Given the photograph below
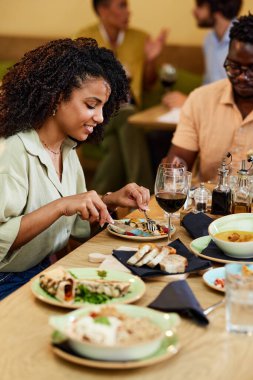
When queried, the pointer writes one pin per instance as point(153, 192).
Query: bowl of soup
point(233, 234)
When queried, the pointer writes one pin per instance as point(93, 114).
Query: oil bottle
point(221, 195)
point(241, 200)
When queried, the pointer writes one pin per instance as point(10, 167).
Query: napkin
point(178, 297)
point(194, 263)
point(196, 224)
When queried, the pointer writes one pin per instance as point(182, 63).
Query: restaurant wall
point(62, 18)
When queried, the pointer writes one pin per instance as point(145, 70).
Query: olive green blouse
point(28, 180)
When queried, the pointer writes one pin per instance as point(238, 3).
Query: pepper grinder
point(221, 196)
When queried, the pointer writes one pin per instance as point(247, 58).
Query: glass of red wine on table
point(171, 189)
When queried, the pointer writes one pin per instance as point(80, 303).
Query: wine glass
point(171, 189)
point(168, 76)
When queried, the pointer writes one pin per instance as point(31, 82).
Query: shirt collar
point(227, 96)
point(105, 36)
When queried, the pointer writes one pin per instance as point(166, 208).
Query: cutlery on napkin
point(178, 297)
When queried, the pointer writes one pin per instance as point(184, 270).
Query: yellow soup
point(235, 236)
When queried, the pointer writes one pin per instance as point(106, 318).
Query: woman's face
point(79, 115)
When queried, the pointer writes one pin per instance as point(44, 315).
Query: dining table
point(205, 353)
point(155, 118)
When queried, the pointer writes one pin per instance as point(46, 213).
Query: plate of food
point(136, 229)
point(76, 287)
point(215, 278)
point(109, 336)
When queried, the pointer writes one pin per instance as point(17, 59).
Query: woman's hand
point(88, 205)
point(131, 195)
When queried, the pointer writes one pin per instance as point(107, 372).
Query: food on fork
point(59, 283)
point(152, 255)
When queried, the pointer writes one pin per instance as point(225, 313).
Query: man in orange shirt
point(218, 118)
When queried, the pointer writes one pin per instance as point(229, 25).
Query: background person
point(126, 155)
point(218, 15)
point(218, 118)
point(59, 93)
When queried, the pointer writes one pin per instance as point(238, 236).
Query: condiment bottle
point(241, 201)
point(201, 196)
point(221, 196)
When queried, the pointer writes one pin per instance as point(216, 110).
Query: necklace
point(50, 150)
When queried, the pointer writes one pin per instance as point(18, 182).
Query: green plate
point(136, 290)
point(198, 245)
point(166, 321)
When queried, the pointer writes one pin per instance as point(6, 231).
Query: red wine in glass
point(170, 202)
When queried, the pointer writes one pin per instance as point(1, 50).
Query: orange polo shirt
point(211, 124)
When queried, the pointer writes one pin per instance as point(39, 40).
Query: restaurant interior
point(158, 289)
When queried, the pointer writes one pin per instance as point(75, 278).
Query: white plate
point(211, 275)
point(136, 290)
point(139, 238)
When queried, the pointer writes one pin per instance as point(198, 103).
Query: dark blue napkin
point(196, 224)
point(178, 297)
point(194, 263)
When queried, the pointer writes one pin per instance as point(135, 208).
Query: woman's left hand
point(131, 195)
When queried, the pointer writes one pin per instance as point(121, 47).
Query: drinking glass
point(168, 76)
point(171, 189)
point(239, 298)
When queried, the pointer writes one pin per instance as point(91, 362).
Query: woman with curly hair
point(58, 95)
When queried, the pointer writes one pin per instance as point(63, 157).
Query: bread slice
point(174, 264)
point(163, 252)
point(143, 249)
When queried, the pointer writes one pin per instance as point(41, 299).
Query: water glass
point(239, 298)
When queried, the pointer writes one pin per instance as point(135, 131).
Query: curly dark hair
point(242, 29)
point(33, 87)
point(228, 8)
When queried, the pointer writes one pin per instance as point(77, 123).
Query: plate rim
point(138, 238)
point(224, 261)
point(55, 302)
point(208, 283)
point(168, 353)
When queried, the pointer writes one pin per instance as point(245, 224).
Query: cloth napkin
point(196, 224)
point(194, 263)
point(178, 297)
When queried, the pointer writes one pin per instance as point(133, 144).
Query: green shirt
point(28, 181)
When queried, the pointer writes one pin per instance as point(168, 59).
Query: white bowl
point(236, 222)
point(165, 322)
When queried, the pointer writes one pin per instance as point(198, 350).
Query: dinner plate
point(137, 288)
point(211, 275)
point(168, 349)
point(199, 244)
point(139, 238)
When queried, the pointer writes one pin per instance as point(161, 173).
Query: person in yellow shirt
point(137, 52)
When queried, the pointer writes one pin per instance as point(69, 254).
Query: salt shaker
point(201, 197)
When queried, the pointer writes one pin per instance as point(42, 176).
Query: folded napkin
point(178, 297)
point(196, 224)
point(194, 263)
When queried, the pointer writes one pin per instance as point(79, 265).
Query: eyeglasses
point(234, 70)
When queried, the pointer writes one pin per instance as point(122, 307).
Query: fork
point(151, 224)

* * *

TASK REQUIREMENTS:
Without the pictures, copy all of the entries exactly as they appear.

REPLY:
Given the photograph below
When queried, the pointer writes one pin per instance as point(153, 192).
Query: bowl of soup
point(233, 234)
When queried, the pointer writes one pin per instance as point(93, 114).
Query: oil bottle
point(221, 195)
point(241, 200)
When queried, the pointer writes one pin per instance as point(10, 167).
Query: napkin
point(178, 297)
point(194, 263)
point(196, 224)
When queried, the pointer writes one pin per instance as point(182, 63).
Query: restaurant wall
point(62, 18)
When queried, the pointer writes one pin per instance as point(145, 70).
Query: olive green blouse
point(28, 180)
When queried, the pointer writes one pin per instance as point(238, 3).
Query: pepper grinder
point(221, 196)
When queried, the pointer writes one pin per instance as point(247, 58).
Query: glass of red wine on table
point(171, 189)
When queried, the pointer writes one pin per instance as point(80, 303).
Query: wine glass
point(171, 189)
point(168, 76)
When queried, the pointer writes one pin per instance as point(31, 82).
Query: shirt collar
point(227, 96)
point(105, 36)
When queried, the pointer writes one pin per instance as point(166, 208).
Query: cutlery on napkin
point(178, 297)
When queried, the pointer writes one pin per instance as point(184, 270).
Query: yellow soup
point(235, 236)
When queried, the pointer writes one pin per instance as point(106, 318).
Query: woman's face
point(79, 115)
When queried, the pointer writes one pin per instance as point(44, 315).
Query: dining table
point(205, 353)
point(155, 118)
When queried, the pointer writes one pin per instance as point(46, 213).
Query: plate of food
point(136, 229)
point(76, 287)
point(215, 278)
point(109, 336)
When queried, the pointer writes one pin per instance as point(17, 59).
Query: woman's hand
point(88, 205)
point(131, 195)
When queried, the pointer writes one pin per instance as point(107, 372).
Query: food on fork
point(59, 283)
point(152, 255)
When queried, the pointer writes one pin per instance as point(225, 313).
Query: man in orange shirt
point(218, 118)
When queried, the pointer writes one pin per instance as point(229, 25).
Query: background person
point(126, 155)
point(218, 15)
point(218, 118)
point(59, 93)
When queried, the pointer writes one pin per instance as point(238, 236).
Query: condiment bottle
point(241, 201)
point(201, 196)
point(221, 196)
When queried, the pointer writes one pin per instance as point(216, 110).
Query: necklace
point(50, 150)
When queried, the pointer writes one pin per instance as point(18, 182).
Query: green plate
point(136, 290)
point(198, 245)
point(166, 321)
When queried, the pointer writes one pin per instance as point(6, 231).
Query: red wine in glass
point(170, 202)
When queried, the pointer writes one pin per instance as point(1, 50).
Query: orange polo shirt
point(211, 124)
When queried, the pointer writes one pin per instance as point(39, 40).
Query: restaurant interior
point(158, 289)
When queried, the pointer writes one pin per instance as point(75, 278).
Query: white plate
point(211, 275)
point(136, 290)
point(139, 238)
When queried, the pointer writes one pin per instance as point(198, 103).
Query: dark blue napkin
point(196, 224)
point(178, 297)
point(194, 263)
When queried, the pointer writes one pin per instance as point(135, 208).
Query: woman's left hand
point(131, 195)
When queried, the pointer writes one pin per instance as point(121, 47).
Query: drinking glass
point(168, 76)
point(171, 189)
point(239, 298)
When queried, the pointer writes one pin per instance as point(91, 362).
Query: woman with curly hair
point(58, 95)
When queried, the pointer writes one pin per instance as point(63, 157).
Query: bread slice
point(174, 264)
point(163, 252)
point(143, 249)
When queried, the pointer writes one pin per instance as point(41, 299).
Query: water glass
point(239, 298)
When queried, the pointer writes one pin per instance as point(135, 131).
Query: curly dark hair
point(242, 29)
point(33, 87)
point(228, 8)
When queried, the pointer writes one pin per instance as point(77, 123).
Query: plate rim
point(138, 238)
point(224, 261)
point(55, 302)
point(208, 283)
point(168, 353)
When queried, the pointer writes one pin per instance as point(245, 224).
Query: cloth napkin
point(196, 224)
point(194, 263)
point(178, 297)
When queried, the pointer writes one pin per instance as point(133, 144).
Query: green shirt
point(28, 181)
When queried, the pointer writes one pin per instance as point(168, 59).
Query: white bowl
point(236, 222)
point(165, 322)
When queried, the pointer writes one pin per instance as point(198, 350).
Query: dinner plate
point(137, 288)
point(211, 275)
point(168, 349)
point(199, 244)
point(139, 238)
When queried, the pointer writes one pin per instance as point(161, 173).
Query: person in yellow shirt
point(137, 52)
When queried, the pointer writes one pin per instance as point(69, 254).
Query: salt shaker
point(201, 197)
When queried, the pointer writes one pin per instance as point(42, 176).
Query: folded napkin
point(178, 297)
point(196, 224)
point(194, 263)
When queried, the pointer writes one pin per instance as point(79, 265).
Query: eyeglasses
point(234, 70)
When queried, the pointer writes one pin per instance as point(122, 307).
Query: fork
point(151, 224)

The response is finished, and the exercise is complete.